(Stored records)
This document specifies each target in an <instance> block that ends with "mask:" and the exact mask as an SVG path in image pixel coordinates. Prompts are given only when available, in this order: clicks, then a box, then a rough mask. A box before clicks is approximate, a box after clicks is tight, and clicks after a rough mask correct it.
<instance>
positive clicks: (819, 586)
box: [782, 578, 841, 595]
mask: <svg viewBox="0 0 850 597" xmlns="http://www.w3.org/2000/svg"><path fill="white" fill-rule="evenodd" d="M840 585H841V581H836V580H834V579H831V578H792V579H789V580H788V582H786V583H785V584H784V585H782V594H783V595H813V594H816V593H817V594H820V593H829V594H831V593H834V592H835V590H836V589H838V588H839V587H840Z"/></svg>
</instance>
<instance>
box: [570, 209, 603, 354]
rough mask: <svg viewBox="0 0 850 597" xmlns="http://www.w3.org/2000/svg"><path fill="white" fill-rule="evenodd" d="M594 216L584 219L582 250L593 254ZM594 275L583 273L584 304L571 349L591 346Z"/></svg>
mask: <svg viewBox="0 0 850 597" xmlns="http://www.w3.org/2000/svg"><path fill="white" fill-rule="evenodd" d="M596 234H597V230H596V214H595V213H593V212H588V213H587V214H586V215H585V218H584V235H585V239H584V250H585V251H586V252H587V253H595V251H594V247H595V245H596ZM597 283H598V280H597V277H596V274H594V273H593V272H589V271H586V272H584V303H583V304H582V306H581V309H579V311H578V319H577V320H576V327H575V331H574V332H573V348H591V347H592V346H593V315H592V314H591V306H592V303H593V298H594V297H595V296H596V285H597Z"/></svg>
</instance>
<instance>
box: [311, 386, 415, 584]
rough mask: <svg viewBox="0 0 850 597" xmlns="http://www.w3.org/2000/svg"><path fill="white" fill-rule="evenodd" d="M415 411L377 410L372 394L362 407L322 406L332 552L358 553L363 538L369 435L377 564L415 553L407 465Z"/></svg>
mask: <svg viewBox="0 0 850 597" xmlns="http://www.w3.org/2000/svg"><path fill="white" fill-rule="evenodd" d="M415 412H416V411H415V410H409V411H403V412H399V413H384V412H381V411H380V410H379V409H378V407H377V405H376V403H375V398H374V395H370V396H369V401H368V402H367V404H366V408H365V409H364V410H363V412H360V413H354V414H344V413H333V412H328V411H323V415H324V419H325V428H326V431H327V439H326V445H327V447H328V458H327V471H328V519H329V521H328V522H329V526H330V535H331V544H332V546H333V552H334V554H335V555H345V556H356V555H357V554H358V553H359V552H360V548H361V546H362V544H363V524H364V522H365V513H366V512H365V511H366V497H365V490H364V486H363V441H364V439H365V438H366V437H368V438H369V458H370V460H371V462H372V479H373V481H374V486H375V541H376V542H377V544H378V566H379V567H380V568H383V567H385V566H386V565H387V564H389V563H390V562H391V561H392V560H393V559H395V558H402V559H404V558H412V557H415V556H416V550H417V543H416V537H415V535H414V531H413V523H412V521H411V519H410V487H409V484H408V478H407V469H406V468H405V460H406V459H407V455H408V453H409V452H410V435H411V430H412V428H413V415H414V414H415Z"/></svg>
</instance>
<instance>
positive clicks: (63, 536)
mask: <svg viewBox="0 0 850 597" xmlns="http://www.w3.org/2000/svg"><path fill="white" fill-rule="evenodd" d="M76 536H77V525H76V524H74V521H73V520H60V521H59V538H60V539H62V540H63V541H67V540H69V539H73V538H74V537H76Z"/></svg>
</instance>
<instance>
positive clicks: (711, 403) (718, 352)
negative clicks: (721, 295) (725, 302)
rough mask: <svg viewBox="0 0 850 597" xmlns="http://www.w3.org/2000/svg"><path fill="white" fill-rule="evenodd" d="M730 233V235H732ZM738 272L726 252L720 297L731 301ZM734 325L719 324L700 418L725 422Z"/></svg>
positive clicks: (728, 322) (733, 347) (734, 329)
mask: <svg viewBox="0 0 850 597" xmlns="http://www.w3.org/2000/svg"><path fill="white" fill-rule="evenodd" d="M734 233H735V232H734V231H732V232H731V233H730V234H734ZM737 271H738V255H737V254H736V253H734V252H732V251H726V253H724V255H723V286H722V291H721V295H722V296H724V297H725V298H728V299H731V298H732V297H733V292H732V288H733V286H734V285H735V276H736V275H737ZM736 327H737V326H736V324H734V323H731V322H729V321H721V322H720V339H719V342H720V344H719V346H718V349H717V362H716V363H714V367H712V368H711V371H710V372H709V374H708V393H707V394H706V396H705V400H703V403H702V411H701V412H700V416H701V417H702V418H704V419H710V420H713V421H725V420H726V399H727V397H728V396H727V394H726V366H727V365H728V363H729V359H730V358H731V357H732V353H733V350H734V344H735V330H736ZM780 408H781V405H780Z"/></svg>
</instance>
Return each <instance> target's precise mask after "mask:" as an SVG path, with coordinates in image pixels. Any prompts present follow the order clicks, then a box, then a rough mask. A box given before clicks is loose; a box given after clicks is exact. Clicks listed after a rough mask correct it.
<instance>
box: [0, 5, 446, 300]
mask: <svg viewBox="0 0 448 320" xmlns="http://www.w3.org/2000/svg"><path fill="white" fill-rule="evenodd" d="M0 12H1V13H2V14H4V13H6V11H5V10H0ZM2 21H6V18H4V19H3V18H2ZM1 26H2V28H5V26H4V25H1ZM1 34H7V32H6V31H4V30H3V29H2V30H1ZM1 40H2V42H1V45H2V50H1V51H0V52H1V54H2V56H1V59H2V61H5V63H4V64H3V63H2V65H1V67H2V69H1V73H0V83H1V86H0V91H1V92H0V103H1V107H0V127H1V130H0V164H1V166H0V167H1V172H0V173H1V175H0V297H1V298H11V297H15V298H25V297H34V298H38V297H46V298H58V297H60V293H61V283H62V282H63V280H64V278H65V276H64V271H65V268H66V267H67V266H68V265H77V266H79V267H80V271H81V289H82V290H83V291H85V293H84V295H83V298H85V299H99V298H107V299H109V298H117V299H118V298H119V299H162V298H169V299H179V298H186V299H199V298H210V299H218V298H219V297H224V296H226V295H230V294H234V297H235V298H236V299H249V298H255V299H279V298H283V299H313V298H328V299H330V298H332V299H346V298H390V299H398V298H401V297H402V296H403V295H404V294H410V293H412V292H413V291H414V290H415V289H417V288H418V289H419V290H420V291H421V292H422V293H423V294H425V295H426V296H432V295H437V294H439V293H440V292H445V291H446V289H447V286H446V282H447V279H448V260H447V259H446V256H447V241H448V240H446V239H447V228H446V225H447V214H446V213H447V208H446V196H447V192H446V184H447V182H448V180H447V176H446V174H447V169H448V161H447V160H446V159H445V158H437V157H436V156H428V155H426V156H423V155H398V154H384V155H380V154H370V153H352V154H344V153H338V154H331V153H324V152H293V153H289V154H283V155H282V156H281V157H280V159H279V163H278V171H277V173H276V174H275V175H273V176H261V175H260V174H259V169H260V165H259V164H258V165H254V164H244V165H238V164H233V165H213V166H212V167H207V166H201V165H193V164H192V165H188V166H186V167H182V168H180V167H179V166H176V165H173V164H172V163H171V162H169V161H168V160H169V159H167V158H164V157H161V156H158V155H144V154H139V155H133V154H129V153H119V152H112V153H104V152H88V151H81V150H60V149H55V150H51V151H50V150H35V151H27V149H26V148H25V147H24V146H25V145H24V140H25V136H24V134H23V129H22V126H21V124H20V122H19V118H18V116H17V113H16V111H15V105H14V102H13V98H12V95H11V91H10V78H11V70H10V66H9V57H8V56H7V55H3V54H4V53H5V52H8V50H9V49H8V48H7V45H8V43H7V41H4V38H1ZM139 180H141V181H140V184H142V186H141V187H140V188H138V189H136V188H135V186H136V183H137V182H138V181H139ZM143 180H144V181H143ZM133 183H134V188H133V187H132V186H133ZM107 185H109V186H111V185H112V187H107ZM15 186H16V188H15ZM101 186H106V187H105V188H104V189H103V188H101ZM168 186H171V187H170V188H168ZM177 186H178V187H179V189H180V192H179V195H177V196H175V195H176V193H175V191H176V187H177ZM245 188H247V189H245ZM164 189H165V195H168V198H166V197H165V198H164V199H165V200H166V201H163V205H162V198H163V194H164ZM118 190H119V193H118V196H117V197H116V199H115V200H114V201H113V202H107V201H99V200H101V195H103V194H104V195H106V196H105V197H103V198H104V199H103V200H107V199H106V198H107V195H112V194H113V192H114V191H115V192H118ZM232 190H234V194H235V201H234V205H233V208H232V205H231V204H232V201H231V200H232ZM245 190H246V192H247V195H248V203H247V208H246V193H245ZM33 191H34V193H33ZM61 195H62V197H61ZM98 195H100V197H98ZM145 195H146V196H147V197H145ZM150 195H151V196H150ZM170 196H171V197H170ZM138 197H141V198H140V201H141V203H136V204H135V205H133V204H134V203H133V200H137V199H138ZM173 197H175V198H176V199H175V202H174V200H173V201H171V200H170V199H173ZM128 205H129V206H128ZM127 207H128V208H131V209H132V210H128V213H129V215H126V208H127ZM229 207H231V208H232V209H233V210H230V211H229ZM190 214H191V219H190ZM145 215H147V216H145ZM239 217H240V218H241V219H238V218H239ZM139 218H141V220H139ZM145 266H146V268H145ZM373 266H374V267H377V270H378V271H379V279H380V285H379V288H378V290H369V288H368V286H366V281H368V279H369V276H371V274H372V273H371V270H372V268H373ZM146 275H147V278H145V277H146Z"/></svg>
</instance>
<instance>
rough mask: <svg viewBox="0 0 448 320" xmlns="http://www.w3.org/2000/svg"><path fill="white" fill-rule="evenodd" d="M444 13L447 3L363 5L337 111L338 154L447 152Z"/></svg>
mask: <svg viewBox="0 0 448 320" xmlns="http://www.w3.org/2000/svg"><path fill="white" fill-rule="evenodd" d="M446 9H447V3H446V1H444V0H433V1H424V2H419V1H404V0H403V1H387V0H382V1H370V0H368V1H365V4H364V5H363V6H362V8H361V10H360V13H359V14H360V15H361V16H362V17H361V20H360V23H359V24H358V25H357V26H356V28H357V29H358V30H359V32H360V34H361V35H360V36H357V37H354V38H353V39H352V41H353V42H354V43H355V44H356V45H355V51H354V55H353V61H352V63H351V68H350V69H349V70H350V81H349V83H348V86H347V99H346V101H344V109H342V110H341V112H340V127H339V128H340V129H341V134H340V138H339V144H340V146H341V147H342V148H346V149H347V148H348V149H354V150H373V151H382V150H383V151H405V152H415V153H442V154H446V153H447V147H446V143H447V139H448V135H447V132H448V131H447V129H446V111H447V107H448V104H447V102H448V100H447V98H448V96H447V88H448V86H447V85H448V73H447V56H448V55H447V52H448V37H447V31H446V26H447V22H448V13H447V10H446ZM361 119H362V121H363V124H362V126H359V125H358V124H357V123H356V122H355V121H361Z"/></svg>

• _AIM OF THE TASK_: Please list every line of the records that contains "given".

• _REPLY TO THE EXERCISE_:
This document specifies each target in an <instance> block that ends with "mask:" and the exact mask as an SVG path in image pixel coordinates. Prompts are given only when available, in this order: clicks, then a box, then a rough mask. A box before clicks is approximate, a box after clicks is tight, and clicks after a rough mask correct it.
Return each <instance> target's precise mask after "mask:" as an SVG path, with coordinates in image pixels. Any prompts present follow the order clicks, then a box, then a rough mask. A box given before clicks is loose; a box given after clicks is exact. Clicks listed after a rough mask correct it.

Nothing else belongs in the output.